- _The data_:

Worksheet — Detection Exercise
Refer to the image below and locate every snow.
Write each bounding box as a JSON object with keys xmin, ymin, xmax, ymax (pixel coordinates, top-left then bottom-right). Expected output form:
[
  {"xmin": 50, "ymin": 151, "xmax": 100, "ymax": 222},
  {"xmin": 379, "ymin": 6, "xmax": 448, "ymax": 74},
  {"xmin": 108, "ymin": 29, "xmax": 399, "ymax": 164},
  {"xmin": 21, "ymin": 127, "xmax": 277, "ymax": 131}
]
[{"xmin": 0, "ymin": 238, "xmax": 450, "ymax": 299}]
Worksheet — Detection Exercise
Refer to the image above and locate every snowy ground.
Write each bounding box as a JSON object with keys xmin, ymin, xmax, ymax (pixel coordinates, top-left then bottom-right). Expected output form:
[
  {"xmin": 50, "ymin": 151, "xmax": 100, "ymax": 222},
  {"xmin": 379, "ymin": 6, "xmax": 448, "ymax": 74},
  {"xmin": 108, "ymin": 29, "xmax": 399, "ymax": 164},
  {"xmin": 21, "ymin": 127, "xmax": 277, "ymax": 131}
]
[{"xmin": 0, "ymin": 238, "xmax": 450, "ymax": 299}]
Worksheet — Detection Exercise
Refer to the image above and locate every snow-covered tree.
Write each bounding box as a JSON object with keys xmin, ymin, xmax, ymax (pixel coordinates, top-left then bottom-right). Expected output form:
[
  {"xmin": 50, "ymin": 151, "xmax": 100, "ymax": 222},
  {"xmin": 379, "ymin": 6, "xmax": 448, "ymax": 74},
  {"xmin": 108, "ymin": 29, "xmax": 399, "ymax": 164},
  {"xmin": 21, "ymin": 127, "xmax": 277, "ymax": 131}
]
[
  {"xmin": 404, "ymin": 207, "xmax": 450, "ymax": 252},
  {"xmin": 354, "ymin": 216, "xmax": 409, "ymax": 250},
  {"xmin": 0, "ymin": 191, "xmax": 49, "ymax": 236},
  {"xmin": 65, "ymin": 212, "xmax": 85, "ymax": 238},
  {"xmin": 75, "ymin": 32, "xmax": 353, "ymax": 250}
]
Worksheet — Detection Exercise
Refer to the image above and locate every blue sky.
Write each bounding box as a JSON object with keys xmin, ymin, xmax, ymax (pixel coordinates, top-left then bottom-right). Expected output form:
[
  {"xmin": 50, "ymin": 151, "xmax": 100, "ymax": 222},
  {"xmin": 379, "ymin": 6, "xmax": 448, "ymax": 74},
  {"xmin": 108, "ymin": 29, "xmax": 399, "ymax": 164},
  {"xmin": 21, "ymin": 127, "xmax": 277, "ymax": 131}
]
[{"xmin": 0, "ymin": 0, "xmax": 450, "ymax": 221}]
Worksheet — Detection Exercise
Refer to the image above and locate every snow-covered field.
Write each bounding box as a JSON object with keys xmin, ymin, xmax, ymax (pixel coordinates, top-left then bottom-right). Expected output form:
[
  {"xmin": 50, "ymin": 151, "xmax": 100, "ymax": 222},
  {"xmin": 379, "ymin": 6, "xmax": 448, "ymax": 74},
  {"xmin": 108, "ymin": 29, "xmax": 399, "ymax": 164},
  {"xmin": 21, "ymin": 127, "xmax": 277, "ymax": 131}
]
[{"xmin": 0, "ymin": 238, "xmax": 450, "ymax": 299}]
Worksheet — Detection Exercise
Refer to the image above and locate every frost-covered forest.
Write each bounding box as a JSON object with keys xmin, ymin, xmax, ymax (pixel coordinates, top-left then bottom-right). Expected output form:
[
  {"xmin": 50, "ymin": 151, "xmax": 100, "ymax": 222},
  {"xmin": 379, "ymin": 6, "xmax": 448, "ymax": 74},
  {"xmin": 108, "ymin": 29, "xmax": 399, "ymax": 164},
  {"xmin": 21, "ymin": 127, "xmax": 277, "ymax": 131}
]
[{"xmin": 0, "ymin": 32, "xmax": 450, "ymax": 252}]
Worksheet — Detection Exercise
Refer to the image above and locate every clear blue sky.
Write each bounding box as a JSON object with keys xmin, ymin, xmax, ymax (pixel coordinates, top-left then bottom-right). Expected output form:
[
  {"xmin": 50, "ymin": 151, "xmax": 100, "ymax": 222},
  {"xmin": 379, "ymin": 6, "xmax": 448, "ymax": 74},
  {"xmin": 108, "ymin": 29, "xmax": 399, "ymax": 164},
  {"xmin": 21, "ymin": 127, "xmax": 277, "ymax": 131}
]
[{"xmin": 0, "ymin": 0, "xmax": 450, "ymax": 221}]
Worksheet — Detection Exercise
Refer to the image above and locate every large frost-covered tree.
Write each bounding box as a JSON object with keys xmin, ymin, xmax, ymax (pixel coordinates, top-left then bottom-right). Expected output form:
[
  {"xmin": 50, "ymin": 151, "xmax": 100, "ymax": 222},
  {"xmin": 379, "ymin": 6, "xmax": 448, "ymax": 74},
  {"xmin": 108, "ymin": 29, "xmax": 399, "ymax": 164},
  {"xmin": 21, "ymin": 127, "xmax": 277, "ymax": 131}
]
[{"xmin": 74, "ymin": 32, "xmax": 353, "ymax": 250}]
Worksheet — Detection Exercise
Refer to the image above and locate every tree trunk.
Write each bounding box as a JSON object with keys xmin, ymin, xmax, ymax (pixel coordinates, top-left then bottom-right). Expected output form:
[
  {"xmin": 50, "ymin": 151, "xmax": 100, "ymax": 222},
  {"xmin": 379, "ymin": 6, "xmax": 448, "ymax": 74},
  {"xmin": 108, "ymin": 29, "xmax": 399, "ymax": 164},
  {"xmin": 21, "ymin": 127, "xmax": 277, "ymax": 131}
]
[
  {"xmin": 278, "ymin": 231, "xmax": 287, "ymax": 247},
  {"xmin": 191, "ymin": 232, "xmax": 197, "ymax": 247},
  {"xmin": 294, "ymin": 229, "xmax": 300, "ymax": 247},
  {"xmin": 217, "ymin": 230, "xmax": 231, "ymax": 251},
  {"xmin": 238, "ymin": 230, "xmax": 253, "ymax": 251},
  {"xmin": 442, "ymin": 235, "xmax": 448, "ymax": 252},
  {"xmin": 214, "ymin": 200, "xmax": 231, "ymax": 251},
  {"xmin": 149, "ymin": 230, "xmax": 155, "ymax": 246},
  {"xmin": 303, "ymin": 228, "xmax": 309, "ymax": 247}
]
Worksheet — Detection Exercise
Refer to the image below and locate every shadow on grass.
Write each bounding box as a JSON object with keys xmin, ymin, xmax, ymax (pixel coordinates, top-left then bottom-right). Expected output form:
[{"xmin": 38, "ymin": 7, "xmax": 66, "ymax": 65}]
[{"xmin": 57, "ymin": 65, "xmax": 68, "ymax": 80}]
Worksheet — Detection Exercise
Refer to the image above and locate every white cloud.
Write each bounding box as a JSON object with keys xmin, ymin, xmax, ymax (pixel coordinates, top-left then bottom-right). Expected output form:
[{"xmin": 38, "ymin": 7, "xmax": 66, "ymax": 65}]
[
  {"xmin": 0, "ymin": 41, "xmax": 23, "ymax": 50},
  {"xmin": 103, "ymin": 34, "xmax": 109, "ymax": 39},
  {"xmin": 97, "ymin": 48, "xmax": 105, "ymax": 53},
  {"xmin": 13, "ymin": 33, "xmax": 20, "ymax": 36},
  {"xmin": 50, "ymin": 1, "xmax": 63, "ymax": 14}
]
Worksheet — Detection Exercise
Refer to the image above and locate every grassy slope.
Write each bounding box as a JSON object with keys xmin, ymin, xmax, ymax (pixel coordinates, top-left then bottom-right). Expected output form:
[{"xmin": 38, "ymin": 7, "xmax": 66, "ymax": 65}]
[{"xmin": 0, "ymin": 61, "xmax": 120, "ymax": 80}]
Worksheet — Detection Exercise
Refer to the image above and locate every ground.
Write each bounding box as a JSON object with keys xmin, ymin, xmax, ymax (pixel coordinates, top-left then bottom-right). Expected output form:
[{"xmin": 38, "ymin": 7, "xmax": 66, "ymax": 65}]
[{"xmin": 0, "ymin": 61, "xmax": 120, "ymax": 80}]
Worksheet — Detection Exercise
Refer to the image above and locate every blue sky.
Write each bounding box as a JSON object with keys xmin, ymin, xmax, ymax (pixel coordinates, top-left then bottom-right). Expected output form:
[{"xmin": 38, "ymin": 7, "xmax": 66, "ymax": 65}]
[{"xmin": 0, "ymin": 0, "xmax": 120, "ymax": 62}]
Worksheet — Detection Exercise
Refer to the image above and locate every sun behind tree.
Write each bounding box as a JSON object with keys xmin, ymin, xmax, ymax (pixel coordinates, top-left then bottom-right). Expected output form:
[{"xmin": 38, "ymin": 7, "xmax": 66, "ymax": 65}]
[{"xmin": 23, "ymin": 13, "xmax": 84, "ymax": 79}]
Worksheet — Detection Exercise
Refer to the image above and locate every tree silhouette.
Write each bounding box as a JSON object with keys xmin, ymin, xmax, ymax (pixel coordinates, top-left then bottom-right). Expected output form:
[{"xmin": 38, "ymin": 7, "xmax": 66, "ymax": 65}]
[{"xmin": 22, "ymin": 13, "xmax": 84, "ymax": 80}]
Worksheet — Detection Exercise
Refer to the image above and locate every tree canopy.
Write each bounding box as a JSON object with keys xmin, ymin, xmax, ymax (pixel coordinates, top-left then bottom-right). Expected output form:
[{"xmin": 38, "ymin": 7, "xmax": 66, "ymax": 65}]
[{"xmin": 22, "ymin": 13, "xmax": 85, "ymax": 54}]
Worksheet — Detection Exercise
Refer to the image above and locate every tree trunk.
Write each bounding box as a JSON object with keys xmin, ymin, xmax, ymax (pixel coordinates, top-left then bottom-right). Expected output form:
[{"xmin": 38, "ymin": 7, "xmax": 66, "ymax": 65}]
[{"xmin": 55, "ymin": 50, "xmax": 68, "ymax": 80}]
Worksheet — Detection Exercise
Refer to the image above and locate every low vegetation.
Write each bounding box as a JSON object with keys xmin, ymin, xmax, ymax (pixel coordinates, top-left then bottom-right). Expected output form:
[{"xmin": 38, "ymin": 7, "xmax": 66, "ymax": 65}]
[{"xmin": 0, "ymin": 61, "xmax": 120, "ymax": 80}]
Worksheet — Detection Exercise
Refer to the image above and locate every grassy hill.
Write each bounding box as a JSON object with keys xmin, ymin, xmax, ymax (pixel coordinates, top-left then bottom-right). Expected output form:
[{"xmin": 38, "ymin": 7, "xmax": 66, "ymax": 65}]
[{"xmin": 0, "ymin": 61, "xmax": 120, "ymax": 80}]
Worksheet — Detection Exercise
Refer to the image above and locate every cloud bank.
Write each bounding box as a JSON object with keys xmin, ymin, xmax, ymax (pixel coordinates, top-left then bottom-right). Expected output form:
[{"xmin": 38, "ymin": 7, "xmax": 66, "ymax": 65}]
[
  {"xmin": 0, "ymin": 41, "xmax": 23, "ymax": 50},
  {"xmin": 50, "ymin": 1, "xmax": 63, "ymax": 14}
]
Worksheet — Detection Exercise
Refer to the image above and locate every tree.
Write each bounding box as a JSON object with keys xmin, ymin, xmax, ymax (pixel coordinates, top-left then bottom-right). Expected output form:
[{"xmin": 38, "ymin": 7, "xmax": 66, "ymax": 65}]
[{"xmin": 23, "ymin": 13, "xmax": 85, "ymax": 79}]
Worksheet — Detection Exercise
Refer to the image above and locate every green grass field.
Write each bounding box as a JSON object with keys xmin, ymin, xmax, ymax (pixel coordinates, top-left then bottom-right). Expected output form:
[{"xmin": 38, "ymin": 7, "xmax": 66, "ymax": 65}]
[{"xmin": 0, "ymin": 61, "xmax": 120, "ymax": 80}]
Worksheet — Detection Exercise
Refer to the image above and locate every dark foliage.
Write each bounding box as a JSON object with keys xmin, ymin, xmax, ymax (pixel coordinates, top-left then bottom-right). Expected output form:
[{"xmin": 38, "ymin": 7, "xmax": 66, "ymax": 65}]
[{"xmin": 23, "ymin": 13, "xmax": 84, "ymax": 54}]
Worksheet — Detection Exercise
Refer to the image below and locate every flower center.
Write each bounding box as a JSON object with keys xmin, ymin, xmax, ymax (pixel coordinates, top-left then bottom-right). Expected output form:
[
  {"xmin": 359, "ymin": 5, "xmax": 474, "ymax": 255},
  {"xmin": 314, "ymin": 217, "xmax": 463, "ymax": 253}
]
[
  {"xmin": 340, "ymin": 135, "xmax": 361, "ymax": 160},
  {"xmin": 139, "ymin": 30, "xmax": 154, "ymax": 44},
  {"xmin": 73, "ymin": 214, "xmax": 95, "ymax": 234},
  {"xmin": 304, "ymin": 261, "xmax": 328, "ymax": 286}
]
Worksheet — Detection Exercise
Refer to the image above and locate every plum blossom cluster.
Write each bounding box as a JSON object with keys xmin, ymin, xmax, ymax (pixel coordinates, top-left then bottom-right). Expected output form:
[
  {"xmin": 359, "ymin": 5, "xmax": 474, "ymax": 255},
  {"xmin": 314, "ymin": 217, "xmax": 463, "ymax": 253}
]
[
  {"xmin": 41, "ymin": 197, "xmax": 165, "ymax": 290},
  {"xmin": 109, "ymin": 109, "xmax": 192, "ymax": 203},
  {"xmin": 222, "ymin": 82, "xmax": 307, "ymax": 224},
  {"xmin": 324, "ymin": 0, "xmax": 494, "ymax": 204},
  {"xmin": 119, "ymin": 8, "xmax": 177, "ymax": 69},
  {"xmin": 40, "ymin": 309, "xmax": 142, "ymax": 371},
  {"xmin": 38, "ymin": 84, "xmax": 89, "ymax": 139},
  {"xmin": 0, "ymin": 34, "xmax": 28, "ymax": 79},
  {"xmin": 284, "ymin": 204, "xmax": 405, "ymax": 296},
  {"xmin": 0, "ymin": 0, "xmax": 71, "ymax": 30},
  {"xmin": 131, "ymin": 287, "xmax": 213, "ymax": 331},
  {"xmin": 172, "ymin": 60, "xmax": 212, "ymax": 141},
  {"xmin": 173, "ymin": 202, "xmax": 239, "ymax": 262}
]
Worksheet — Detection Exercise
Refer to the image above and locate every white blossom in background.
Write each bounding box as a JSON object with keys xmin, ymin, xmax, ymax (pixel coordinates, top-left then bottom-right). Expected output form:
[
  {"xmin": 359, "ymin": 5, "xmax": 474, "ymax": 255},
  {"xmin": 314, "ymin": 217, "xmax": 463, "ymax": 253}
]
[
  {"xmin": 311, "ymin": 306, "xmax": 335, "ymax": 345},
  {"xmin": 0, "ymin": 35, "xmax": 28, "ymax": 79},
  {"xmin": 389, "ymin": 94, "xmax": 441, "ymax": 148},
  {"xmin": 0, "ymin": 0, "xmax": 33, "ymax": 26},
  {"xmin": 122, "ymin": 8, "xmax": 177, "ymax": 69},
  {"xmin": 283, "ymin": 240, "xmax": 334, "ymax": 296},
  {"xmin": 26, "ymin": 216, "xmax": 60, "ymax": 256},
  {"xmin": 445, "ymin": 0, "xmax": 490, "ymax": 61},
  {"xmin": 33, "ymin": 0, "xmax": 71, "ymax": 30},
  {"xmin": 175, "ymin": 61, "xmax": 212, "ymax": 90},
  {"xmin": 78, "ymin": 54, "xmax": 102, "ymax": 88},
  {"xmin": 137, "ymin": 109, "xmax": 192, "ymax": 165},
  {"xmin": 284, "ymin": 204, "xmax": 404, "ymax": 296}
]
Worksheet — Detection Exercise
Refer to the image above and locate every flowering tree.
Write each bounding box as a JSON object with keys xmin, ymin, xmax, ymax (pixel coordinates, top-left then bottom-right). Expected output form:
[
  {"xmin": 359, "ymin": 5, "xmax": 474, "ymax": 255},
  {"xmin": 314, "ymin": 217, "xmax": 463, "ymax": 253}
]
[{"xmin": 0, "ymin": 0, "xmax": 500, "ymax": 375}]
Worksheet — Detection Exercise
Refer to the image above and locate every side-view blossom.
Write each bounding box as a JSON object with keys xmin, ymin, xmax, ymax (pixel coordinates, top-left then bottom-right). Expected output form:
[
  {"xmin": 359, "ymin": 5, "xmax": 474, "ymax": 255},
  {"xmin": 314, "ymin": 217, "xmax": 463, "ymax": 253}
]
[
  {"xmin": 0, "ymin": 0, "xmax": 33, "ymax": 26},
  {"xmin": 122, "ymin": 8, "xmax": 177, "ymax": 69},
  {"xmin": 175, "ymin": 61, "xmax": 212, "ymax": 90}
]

- _What to do_: Extract every line from the rows above that contains the string "blossom". Matching is case-sensitive.

- _Solution to this problem_:
Refer to the image above and locate every plum blossom cluster.
Refer to the image above and locate every white blossom in background.
Refer to the image above and locate every side-view blossom.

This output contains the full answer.